▶ EXERCISE TASK A
According to the METplus use case documentation, how many files will the output directory contain?
━━ DOCUMENT SECTION
For more information on the basic requirements to utilize Python Embedding in METplus, please refer to the MET User’s Guide section on Python embedding.

User Scripting

This use case does not use additional scripts.

Running METplus

Pass the use case configuration file to the run_metplus.py script along with any user-specific system configuration files if desired:

run_metplus.py /path/to/METplus/parm/use_cases/model_applications/s2s_mme/SeriesAnalysis_fcstCFSandSFS_obsGHCNCAMS_SelectClimateRegimes.conf /path/to/user_system.conf

See Running METplus for more information.

Expected Output

A successful run will output the following both to the screen and to the logfile:

INFO: METplus has successfully finished running.

Refer to the value set for OUTPUT_BASE to find where the output data was generated. Output will be in a directory named SeriesAnalysis_fcstCFSandSFS_obsGHCNCAMS_SelectClimateRegimes relative to OUTPUT BASE and will contain 12 files. These can be grouped into three lead times (1, 2, and 3 month) and follow this naming scheme:

  • Bias_SeriesAnalysis_tmp2m_raw_CFSandSFS_IC11_Lead0xseasonal_1994_2020_ElNino.nc

  • Bias_SeriesAnalysis_tmp2m_raw_CFSandSFS_IC11_Lead0xseasonal_1994_2020_LaNina.nc

  • Bias_SeriesAnalysis_tmp2m_raw_CFSandSFS_IC11_Lead0xseasonal_1994_2020.nc

  • Bias_SeriesAnalysis_tmp2m_raw_CFSandSFS_IC11_Lead0xseasonal_1994_2020_Neutral.nc

Where x is the lead time value. In each netCDF file, six variable fields are present (not including the lat/lon fields). These correspond to the statistics that were requested in the configuration file, and are as follows:

  • series_cnt_ME(lat, lon)
━━━━
━━ EXTRACTED ENTRIES
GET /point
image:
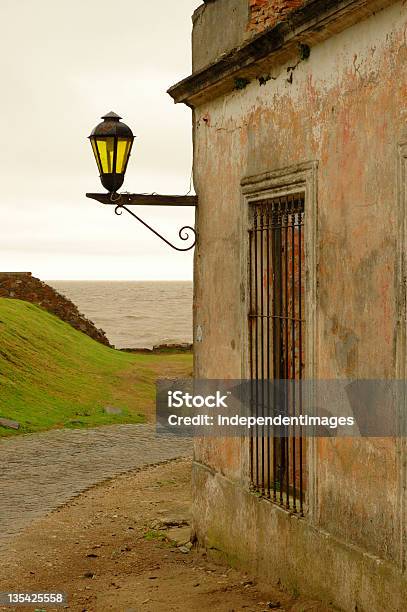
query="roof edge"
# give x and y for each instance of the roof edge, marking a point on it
(306, 24)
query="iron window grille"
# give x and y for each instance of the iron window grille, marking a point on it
(276, 338)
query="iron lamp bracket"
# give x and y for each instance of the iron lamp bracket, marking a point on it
(122, 201)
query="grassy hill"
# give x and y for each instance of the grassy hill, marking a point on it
(54, 376)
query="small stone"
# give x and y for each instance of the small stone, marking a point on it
(8, 423)
(184, 549)
(88, 575)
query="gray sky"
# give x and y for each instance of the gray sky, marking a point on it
(63, 64)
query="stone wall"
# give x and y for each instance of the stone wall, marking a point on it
(24, 286)
(266, 13)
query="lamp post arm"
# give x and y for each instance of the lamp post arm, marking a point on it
(184, 232)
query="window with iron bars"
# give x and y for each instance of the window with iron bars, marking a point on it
(276, 337)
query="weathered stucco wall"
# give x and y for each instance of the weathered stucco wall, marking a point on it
(346, 108)
(266, 13)
(209, 41)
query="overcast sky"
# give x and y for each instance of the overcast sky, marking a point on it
(63, 64)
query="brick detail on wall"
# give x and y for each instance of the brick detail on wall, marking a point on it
(266, 13)
(24, 286)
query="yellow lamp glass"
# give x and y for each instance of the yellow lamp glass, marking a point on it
(106, 154)
(123, 152)
(112, 142)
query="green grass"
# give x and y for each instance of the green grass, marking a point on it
(52, 376)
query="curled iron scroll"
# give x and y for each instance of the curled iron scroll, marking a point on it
(185, 233)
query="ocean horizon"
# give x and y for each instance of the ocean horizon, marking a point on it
(134, 314)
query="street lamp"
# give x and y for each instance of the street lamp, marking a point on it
(112, 141)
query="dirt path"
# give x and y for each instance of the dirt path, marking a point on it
(111, 549)
(39, 472)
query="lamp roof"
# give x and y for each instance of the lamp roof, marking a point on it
(112, 126)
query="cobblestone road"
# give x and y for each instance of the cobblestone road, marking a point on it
(40, 472)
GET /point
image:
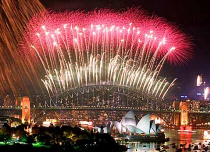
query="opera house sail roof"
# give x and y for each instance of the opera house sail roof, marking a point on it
(130, 123)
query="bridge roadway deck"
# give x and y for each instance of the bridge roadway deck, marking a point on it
(104, 108)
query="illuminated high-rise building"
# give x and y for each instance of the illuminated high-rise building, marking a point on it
(199, 80)
(26, 110)
(184, 113)
(206, 93)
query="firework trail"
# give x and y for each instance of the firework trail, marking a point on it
(14, 16)
(103, 47)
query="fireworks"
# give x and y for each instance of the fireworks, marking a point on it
(103, 47)
(14, 16)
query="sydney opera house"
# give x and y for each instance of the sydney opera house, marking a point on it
(130, 124)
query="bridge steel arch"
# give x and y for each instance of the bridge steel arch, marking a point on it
(106, 95)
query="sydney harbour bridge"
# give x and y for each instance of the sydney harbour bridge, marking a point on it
(102, 104)
(98, 65)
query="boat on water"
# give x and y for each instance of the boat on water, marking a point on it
(158, 137)
(186, 128)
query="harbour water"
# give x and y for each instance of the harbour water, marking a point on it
(175, 138)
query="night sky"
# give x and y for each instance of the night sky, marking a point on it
(191, 16)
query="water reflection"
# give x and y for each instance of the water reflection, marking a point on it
(183, 140)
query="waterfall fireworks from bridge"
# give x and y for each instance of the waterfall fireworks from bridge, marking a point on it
(103, 47)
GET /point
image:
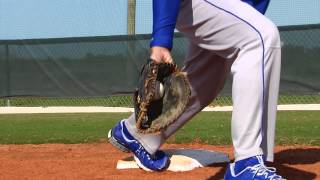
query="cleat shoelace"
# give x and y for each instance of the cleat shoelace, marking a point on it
(267, 172)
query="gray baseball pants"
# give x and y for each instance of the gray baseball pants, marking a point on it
(229, 37)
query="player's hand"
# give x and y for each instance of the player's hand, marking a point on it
(160, 55)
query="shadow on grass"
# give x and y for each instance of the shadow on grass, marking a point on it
(283, 160)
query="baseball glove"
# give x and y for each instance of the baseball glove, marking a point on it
(161, 96)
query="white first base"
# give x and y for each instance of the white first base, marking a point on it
(183, 159)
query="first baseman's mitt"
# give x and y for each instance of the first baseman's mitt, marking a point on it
(161, 96)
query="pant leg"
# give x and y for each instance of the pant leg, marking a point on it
(235, 30)
(206, 73)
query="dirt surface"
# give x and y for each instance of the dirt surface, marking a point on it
(98, 161)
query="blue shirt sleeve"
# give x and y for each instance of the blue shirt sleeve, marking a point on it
(165, 13)
(260, 5)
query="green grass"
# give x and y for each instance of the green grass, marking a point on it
(293, 127)
(126, 101)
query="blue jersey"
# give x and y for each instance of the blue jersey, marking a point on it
(165, 13)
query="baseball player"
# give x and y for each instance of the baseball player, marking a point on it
(225, 37)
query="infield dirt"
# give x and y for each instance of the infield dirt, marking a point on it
(98, 161)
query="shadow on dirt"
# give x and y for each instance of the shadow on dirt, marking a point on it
(283, 160)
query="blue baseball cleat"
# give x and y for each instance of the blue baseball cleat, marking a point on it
(120, 137)
(252, 168)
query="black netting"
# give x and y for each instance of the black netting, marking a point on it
(102, 66)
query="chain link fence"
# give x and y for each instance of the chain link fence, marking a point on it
(300, 82)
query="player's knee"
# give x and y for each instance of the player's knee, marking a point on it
(271, 35)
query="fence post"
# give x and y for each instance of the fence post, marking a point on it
(131, 67)
(131, 19)
(8, 84)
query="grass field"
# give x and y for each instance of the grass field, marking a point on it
(293, 127)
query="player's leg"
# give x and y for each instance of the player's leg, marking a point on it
(234, 28)
(206, 72)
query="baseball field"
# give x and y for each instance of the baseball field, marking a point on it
(74, 146)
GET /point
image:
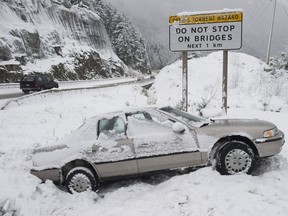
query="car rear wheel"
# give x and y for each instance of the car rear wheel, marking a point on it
(235, 157)
(80, 179)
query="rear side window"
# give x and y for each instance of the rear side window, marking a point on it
(28, 78)
(111, 127)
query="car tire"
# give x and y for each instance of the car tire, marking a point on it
(235, 157)
(80, 179)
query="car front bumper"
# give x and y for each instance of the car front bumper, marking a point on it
(53, 174)
(270, 146)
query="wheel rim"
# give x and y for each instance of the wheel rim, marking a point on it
(80, 183)
(237, 161)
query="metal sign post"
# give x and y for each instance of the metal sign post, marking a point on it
(185, 80)
(206, 31)
(225, 81)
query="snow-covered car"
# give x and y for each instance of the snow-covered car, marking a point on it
(139, 141)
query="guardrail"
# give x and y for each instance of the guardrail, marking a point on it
(144, 84)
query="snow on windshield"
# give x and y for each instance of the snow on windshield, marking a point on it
(155, 136)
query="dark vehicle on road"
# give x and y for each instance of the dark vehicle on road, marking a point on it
(37, 83)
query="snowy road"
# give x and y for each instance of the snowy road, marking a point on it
(46, 118)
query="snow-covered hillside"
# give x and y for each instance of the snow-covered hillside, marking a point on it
(72, 39)
(249, 85)
(45, 118)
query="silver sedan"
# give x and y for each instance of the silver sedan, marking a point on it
(134, 142)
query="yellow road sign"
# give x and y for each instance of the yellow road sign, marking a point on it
(206, 18)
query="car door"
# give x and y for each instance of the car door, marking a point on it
(157, 146)
(113, 153)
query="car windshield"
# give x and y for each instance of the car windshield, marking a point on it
(189, 118)
(28, 78)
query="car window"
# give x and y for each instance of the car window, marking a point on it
(28, 78)
(187, 117)
(111, 127)
(144, 122)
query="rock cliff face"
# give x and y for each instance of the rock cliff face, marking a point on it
(70, 39)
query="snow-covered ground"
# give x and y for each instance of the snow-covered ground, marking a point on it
(46, 118)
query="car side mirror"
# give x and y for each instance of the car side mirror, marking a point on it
(178, 127)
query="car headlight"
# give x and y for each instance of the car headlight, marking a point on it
(270, 133)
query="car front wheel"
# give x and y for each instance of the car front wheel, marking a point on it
(235, 157)
(80, 179)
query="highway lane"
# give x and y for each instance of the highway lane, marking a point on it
(11, 95)
(10, 91)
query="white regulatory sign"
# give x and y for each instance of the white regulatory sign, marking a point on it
(204, 32)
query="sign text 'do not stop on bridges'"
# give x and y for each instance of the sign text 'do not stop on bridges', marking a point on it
(206, 31)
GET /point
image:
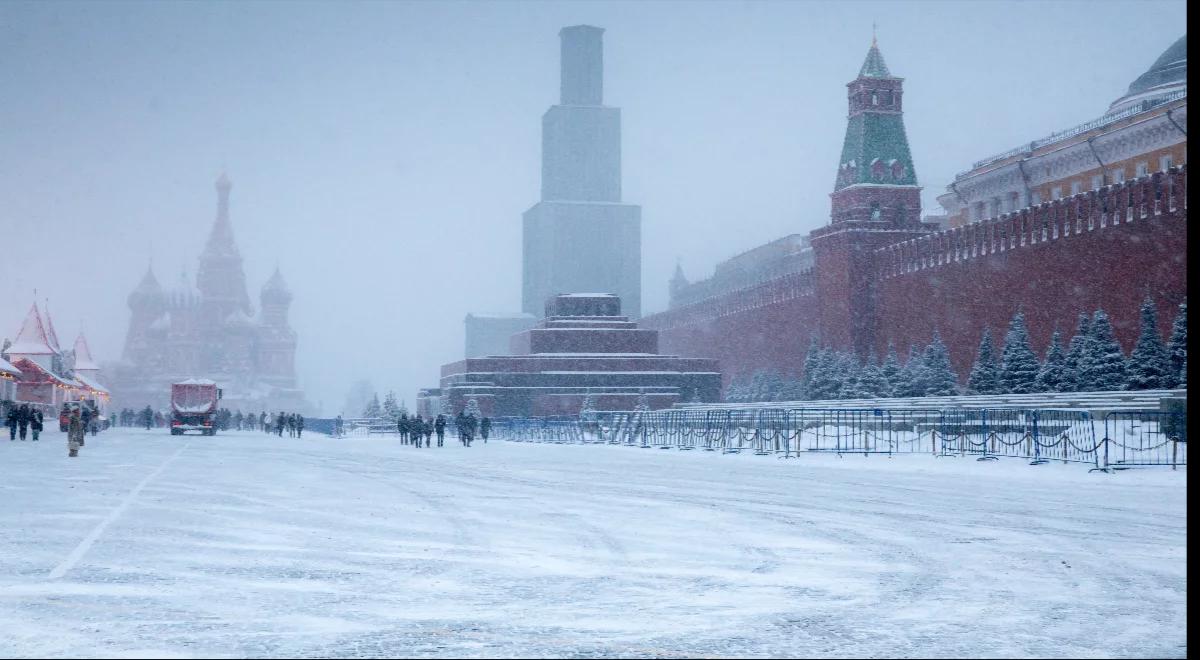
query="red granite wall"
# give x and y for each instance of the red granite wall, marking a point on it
(1098, 250)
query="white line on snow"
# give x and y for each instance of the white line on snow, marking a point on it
(85, 545)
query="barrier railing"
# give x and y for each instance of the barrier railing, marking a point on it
(1121, 439)
(1145, 438)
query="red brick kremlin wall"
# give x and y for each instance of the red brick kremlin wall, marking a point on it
(1104, 249)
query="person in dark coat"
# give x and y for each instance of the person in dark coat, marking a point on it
(11, 420)
(460, 425)
(75, 433)
(36, 424)
(471, 424)
(23, 420)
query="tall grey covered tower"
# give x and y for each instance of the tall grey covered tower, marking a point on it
(581, 237)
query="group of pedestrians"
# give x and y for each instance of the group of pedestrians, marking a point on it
(76, 420)
(22, 419)
(292, 423)
(468, 425)
(413, 430)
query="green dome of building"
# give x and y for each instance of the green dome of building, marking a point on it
(1167, 76)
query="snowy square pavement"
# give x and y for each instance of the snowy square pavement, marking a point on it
(262, 546)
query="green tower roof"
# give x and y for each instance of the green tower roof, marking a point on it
(874, 66)
(876, 145)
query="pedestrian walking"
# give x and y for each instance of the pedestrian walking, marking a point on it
(85, 415)
(471, 424)
(23, 420)
(11, 420)
(75, 433)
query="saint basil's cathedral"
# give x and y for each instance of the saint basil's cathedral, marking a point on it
(209, 329)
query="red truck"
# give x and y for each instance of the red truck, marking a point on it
(193, 406)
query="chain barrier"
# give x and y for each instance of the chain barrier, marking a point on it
(1121, 441)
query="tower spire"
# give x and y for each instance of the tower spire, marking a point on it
(220, 277)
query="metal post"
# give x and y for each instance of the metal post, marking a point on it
(985, 438)
(1037, 442)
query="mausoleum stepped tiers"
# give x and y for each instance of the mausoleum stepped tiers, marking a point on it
(583, 348)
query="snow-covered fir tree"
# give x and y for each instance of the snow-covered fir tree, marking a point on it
(1150, 364)
(1078, 354)
(984, 376)
(769, 385)
(1179, 347)
(791, 389)
(910, 381)
(737, 391)
(588, 405)
(1018, 364)
(940, 378)
(825, 381)
(811, 361)
(852, 377)
(1053, 377)
(1105, 365)
(373, 409)
(870, 379)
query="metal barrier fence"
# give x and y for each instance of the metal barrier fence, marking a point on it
(1121, 439)
(1145, 438)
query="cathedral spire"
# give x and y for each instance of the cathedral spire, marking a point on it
(221, 240)
(220, 279)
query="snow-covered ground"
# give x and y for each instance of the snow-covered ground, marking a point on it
(253, 545)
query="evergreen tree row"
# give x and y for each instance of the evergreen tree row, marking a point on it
(1091, 361)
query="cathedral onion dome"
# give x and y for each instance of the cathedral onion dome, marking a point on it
(275, 291)
(184, 295)
(239, 321)
(148, 293)
(1165, 77)
(161, 323)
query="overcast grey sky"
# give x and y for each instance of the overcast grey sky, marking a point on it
(383, 153)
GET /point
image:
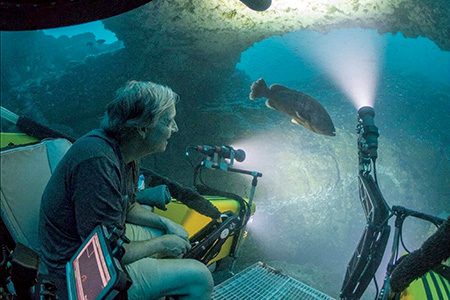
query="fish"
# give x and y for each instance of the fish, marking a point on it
(303, 109)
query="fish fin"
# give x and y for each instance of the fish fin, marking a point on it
(268, 105)
(258, 89)
(303, 120)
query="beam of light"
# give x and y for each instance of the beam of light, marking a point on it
(351, 58)
(302, 4)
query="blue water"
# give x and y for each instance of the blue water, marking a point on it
(95, 27)
(283, 59)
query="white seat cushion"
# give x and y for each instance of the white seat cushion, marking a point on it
(25, 172)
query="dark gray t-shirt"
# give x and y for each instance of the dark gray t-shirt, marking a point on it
(90, 186)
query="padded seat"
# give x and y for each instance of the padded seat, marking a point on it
(25, 171)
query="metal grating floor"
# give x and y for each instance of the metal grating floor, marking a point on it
(260, 281)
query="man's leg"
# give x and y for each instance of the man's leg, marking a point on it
(154, 278)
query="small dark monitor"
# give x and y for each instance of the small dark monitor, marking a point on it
(93, 273)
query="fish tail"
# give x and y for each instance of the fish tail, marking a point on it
(258, 89)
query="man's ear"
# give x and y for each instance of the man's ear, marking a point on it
(142, 132)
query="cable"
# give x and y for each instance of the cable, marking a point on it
(376, 287)
(401, 240)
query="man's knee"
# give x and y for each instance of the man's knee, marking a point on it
(199, 274)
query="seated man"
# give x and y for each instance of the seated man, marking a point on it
(95, 183)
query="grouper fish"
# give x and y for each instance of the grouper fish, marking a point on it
(303, 109)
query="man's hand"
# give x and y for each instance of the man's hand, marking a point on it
(157, 196)
(173, 246)
(173, 228)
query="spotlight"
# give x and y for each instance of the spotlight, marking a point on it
(258, 5)
(368, 143)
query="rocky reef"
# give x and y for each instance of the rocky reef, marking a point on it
(307, 199)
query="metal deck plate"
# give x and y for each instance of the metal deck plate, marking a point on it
(260, 281)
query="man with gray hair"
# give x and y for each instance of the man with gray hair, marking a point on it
(95, 183)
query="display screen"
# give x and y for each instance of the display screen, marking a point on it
(90, 270)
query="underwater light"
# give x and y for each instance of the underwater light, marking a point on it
(370, 133)
(350, 58)
(258, 5)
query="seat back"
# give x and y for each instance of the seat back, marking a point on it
(25, 172)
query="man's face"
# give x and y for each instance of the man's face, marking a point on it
(157, 138)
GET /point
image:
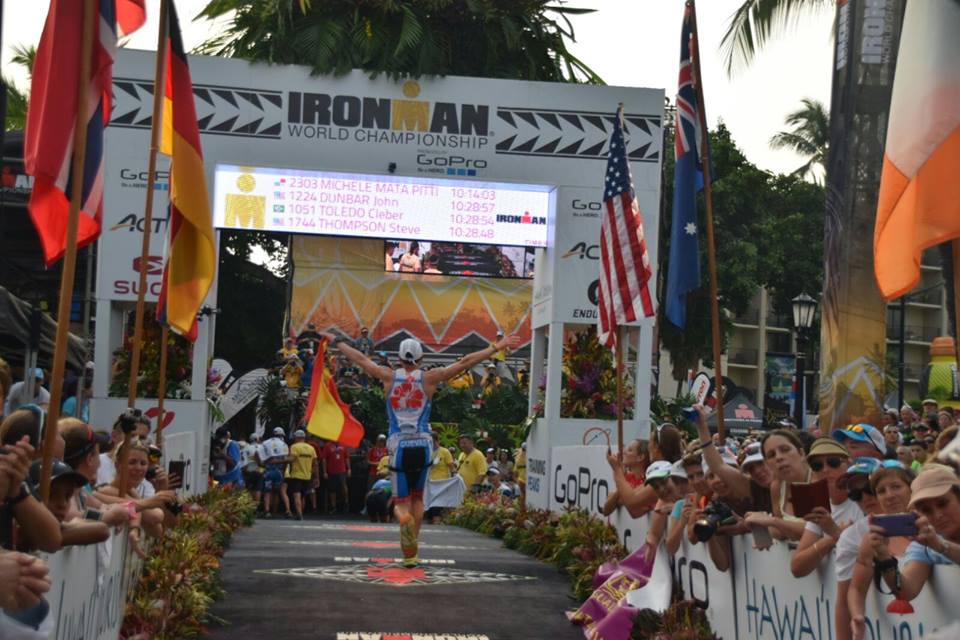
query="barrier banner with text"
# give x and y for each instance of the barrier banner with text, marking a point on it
(758, 599)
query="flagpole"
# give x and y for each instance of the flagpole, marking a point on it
(70, 253)
(162, 386)
(955, 250)
(708, 199)
(159, 86)
(620, 335)
(158, 91)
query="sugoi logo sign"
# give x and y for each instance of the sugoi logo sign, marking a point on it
(154, 265)
(130, 285)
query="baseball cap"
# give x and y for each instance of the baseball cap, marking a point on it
(677, 470)
(658, 469)
(410, 351)
(827, 446)
(60, 470)
(933, 481)
(80, 440)
(862, 432)
(751, 459)
(864, 466)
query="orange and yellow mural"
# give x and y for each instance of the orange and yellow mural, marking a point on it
(340, 283)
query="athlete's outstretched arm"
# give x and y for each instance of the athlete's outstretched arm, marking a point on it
(436, 376)
(368, 366)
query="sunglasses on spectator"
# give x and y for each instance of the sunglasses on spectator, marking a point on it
(833, 462)
(856, 493)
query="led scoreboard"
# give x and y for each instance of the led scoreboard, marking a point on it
(359, 205)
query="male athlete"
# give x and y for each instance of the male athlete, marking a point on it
(409, 392)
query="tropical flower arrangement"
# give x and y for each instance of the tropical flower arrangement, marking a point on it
(589, 384)
(179, 581)
(576, 542)
(179, 361)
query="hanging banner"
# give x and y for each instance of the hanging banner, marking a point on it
(340, 284)
(853, 316)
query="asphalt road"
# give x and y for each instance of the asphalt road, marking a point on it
(341, 580)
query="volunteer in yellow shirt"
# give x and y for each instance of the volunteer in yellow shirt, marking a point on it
(442, 466)
(471, 465)
(303, 466)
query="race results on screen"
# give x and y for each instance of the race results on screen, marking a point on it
(323, 203)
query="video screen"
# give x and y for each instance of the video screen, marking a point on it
(457, 259)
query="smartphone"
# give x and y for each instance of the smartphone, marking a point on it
(176, 468)
(897, 524)
(761, 536)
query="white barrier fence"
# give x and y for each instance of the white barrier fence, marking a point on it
(758, 599)
(89, 593)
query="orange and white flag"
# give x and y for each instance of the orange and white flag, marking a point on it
(919, 203)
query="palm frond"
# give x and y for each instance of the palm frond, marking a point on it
(755, 22)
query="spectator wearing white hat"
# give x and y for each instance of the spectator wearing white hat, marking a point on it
(276, 455)
(658, 477)
(20, 395)
(829, 460)
(303, 467)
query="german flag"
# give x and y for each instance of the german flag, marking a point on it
(191, 257)
(328, 416)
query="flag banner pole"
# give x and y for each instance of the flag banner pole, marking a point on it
(620, 336)
(708, 200)
(70, 253)
(162, 386)
(955, 250)
(158, 91)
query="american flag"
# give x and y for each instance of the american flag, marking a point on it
(625, 270)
━━━━
▶ EXERCISE TASK B
Find every line in the entries that contains the string "surface".

▶ FULL ANSWER A
12 files.

▶ FULL ANSWER B
query="dirt surface"
# give x and y for each instance of the dirt surface, marking a point on it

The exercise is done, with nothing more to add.